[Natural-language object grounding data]

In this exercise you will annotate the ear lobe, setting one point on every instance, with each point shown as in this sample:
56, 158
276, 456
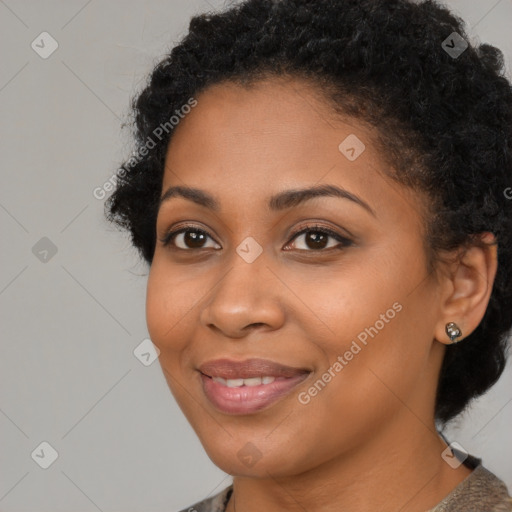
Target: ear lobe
471, 279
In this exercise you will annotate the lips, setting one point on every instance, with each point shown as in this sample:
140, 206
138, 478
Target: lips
250, 368
247, 387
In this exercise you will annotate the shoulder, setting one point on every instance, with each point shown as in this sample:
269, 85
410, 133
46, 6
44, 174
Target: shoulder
216, 503
481, 490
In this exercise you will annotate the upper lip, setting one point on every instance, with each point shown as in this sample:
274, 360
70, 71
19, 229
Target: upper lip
229, 369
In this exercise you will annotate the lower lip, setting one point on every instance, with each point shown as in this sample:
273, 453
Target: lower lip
248, 399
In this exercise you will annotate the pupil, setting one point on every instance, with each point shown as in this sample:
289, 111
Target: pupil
318, 239
194, 239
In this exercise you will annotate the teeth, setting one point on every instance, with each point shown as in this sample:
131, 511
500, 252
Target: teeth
236, 383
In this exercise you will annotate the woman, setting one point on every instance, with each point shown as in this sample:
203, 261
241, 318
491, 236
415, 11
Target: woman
320, 190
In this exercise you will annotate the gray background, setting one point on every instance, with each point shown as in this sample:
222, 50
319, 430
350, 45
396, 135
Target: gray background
70, 324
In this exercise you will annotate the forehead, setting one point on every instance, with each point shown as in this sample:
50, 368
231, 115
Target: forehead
272, 125
248, 143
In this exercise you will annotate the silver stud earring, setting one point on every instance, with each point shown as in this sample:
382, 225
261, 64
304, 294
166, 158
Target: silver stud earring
453, 331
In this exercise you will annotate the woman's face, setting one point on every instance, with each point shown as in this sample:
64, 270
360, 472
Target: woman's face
352, 310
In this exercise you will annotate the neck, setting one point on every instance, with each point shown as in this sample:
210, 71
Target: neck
408, 474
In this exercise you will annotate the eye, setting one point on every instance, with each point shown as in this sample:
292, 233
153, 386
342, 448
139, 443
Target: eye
187, 238
316, 238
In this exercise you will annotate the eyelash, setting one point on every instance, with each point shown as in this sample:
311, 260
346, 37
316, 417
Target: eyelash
343, 241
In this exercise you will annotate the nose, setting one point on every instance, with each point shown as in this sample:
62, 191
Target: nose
245, 298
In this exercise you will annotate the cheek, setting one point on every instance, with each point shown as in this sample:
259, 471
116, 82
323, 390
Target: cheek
167, 305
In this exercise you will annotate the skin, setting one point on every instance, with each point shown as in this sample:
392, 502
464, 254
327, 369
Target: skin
367, 440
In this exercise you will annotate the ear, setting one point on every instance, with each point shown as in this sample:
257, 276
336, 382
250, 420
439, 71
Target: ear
467, 284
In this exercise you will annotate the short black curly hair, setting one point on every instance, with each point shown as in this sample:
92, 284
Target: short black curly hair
445, 121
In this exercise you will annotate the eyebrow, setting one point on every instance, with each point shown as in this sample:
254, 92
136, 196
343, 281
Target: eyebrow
278, 202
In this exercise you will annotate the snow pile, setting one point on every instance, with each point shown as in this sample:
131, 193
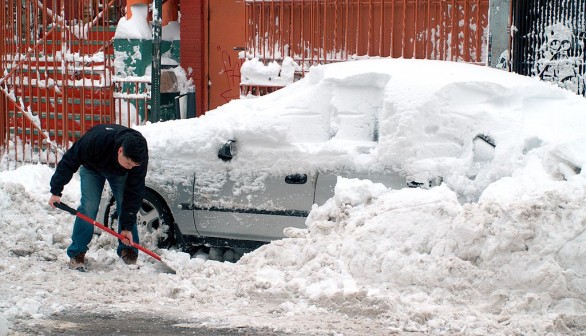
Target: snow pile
496, 249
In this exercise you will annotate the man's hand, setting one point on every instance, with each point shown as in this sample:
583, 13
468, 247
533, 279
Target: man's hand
54, 199
128, 237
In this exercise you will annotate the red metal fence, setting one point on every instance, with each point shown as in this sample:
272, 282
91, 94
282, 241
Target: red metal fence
323, 31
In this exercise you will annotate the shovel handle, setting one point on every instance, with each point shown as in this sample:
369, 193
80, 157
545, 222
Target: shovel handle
74, 212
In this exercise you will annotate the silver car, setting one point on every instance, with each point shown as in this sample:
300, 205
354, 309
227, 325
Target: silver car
405, 120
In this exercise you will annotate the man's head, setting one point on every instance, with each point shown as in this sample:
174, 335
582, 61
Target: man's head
133, 151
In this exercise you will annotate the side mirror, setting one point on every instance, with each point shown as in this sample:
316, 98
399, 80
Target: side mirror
227, 151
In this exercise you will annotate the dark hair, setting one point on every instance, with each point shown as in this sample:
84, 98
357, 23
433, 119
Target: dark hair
134, 147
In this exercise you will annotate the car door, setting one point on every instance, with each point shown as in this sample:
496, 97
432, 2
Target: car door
254, 207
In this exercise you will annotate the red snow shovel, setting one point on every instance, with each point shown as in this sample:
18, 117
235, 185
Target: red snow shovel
74, 212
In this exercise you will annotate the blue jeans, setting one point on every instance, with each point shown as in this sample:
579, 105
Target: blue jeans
92, 185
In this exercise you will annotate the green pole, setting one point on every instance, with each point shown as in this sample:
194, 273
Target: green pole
156, 67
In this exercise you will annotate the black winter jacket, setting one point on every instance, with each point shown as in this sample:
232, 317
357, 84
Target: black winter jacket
97, 150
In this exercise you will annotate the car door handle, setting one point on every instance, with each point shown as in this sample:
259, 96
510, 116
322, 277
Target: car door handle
296, 179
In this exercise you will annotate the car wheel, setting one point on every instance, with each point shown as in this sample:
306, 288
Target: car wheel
154, 219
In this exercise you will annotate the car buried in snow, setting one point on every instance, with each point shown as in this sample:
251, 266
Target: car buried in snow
242, 173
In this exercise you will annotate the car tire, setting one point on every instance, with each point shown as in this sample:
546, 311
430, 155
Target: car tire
152, 215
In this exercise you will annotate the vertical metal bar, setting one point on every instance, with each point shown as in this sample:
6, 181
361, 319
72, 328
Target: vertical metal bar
391, 49
359, 25
404, 29
428, 31
415, 31
302, 35
467, 55
346, 27
381, 31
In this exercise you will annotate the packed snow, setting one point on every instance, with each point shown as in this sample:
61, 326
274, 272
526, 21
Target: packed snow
497, 248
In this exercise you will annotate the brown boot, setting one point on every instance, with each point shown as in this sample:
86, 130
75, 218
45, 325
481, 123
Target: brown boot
78, 262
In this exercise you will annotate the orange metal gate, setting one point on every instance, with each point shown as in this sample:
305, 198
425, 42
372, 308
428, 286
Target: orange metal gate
55, 62
323, 31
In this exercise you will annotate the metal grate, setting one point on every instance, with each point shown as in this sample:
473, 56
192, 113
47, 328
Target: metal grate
549, 41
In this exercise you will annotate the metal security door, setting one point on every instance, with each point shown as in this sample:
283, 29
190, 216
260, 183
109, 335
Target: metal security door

**About this exercise**
All entries above are to be restated exactly, with every image omitted.

**Answer for this exercise**
In this exercise you will annotate the ear lobe, setting one point on every instance, with each point shown as in this sample:
56, 158
276, 456
Target: ear lobe
471, 279
In this exercise you will annotate the lips, setting one point on every instance, with each point shown as in this sample:
140, 206
138, 478
Target: lips
250, 368
247, 387
In this exercise you will annotate the shoulder, setting one point on every instance, with each point shown as in this sample:
269, 85
410, 133
46, 6
44, 174
Target: shoulder
216, 503
481, 490
In this exercise you will annotate the upper lip, setting one point on every instance, with each point shown as in this sample:
274, 360
70, 71
19, 229
Target: upper lip
229, 369
In this exercise you will annotate the lower lip, setting one point on every instance, with each point shown as in this sample:
273, 453
Target: lower lip
248, 399
In this exercise you will annotate the pupil, setting one point on every instance, with each point shown as in this sample:
289, 111
Target: pupil
318, 239
194, 239
In this exercise you will annotate the teeth, setting one point on every instance, with each point shown as in this sample:
131, 511
500, 252
Target: teeth
236, 383
In this exercise you will annotate the woman, setting one point on every instance, with each point shown as in this sample:
203, 261
241, 318
491, 236
415, 11
Target: woman
320, 190
In this exercise you will annotate the gray background, setting one point on every instance, with each point shown as in this sample:
222, 50
319, 430
350, 45
396, 135
Target: gray background
70, 324
In this exercise you will annotate the forehead, setting one point on every instance, with each point shown as in this sample:
50, 368
231, 115
Target: forehead
272, 125
248, 143
In this exercise you will annotate the silver stud earring, setting one point on every instance, with each point shown as in this sample:
382, 225
261, 64
304, 294
166, 158
Target: silver stud earring
453, 331
In this exercise you will annotate the woman's face, setting one point on every instance, with each point shown as in this sample:
64, 270
360, 472
Target: woman's face
352, 310
In this exercise you will annotate the neck, setting one point on every instance, with each point shown as in this sample:
210, 71
Target: neck
408, 474
In this exercise you will annotate the eye, setting one point on every instance, with each point shown as in this sample:
292, 233
153, 386
342, 448
139, 443
Target: eye
187, 238
316, 238
In this exercise you will annotate the eyelash, setting one point on every instance, with each point shown as in this sample:
311, 260
346, 37
316, 417
Target: eyelash
343, 241
In this exercise you will annotate the nose, setting one point on every instance, with each point shown as in this sample:
62, 191
Target: nose
245, 298
In this exercise you will annotate the cheek, setting one point on every instance, with each point shown as in this sample:
259, 471
116, 82
323, 390
Target: cheek
167, 305
In this exercise you will annotate the skin, setting one point on every instance, with each point shown as in this sample:
392, 502
464, 254
327, 369
Target: skin
367, 440
In this exercise you will annotate the ear, setting one point on every instance, with each point shown as in this sample:
257, 276
336, 382
250, 420
439, 71
Target: ear
467, 284
In this exercise you will annotate the short black curly hair, setting one point on every instance, with each point shown as in this sample:
92, 284
Target: short black curly hair
445, 121
In this exercise you will annotate the eyebrow, setting one point on every instance, with each point shown as in this sample:
254, 92
136, 196
343, 281
Target: eyebrow
278, 202
In this exercise you will annotate the snow pile, setting one point on every instance, with each point shown as in this sample:
131, 193
Target: snow pile
496, 249
In this exercise you will annotate the man's hand, setting one point on every instance, with each point shown as in this sample:
583, 13
468, 247
533, 279
Target: man's hand
54, 199
128, 237
In this exercise you will annotate the red metal fence, setting one point on every instance, with each point shown as in this sample:
272, 282
91, 94
282, 241
Target: red metal fence
323, 31
In this exercise you will annotate the shovel handle, setting one point on every instance, with each point shown as in this sample:
369, 193
80, 157
545, 222
Target: shovel handle
74, 212
In this exercise you will annotate the silver car, setting one point on every instance, with each point shown as in this sample:
300, 205
354, 309
227, 325
Target: silver car
405, 120
In this exercise you will annotate the man's head, setting one point on every instance, with each point shown as in this sample:
174, 335
582, 61
Target: man's head
133, 151
In this exercise you will annotate the side mirror, setting one point on every instance, with each point shown as in this sample:
316, 98
399, 80
Target: side mirror
227, 151
In this exercise you will annotate the dark hair, setting one point on every instance, with each point shown as in this sample:
84, 98
357, 23
433, 119
Target: dark hair
134, 147
In this exercise you will annotate the car door, setting one point on every instance, with each point shown as in this sample:
496, 97
432, 2
Target: car door
254, 207
In this exercise you will annotate the red snow shovel, setting one point on every instance, with each point shown as in this sample:
18, 117
235, 185
Target: red snow shovel
74, 212
In this exercise you will annotate the blue jeans, setting one point on every instance, with each point shown as in this sample:
579, 105
Target: blue jeans
92, 185
In this exercise you will annotate the green pole, setting one point on every instance, with each point shown as in this sample:
194, 273
Target: green pole
156, 67
In this exercise you will annotate the black winter jacket, setting one point on every instance, with each point shown as in this sample:
232, 317
357, 84
Target: black winter jacket
97, 150
In this exercise you will annotate the car door handle, setting one point on every instance, with each point shown as in this sample:
259, 96
510, 116
322, 277
Target: car door handle
296, 179
In this exercise you will annotate the car wheel, setting one point on every instance, with each point shown as in this sample:
306, 288
Target: car wheel
154, 219
In this exercise you will annotate the car buried in snow, setting one point on every instance, with each point shown as in this sample:
251, 266
Target: car buried in snow
242, 173
In this exercise you will annotate the car tire, setting one point on every instance, with each point shown as in this sample:
546, 311
430, 155
Target: car tire
152, 215
In this exercise you will annotate the vertical metal bar, setting one point on every instance, with each point shown as in this sample:
6, 181
361, 319
72, 328
Target: vertical metal bar
391, 49
359, 25
404, 29
428, 31
415, 31
302, 35
467, 55
346, 27
381, 31
In this exercise you will annotate the packed snow, setting one point on every instance, with each point shown as in this sample:
61, 326
274, 272
526, 21
Target: packed snow
497, 248
In this exercise you will annotate the brown boot, setting one point on every instance, with each point shown as in this sample:
86, 130
75, 218
45, 325
481, 123
Target: brown boot
78, 262
In this exercise you will annotate the orange metal gate, setting one point on every instance, with each point shown as in this sample:
305, 198
425, 42
372, 308
428, 286
Target: orange metal gate
55, 62
323, 31
In this exercise you will annotate the metal grate, setting one point on every instance, with each point shown as in this sample:
473, 56
192, 113
47, 328
Target: metal grate
549, 41
In this exercise you will annotate the metal security door, setting one point on every instance, with each point shown as in this sample:
283, 29
190, 216
260, 183
109, 335
Target: metal security door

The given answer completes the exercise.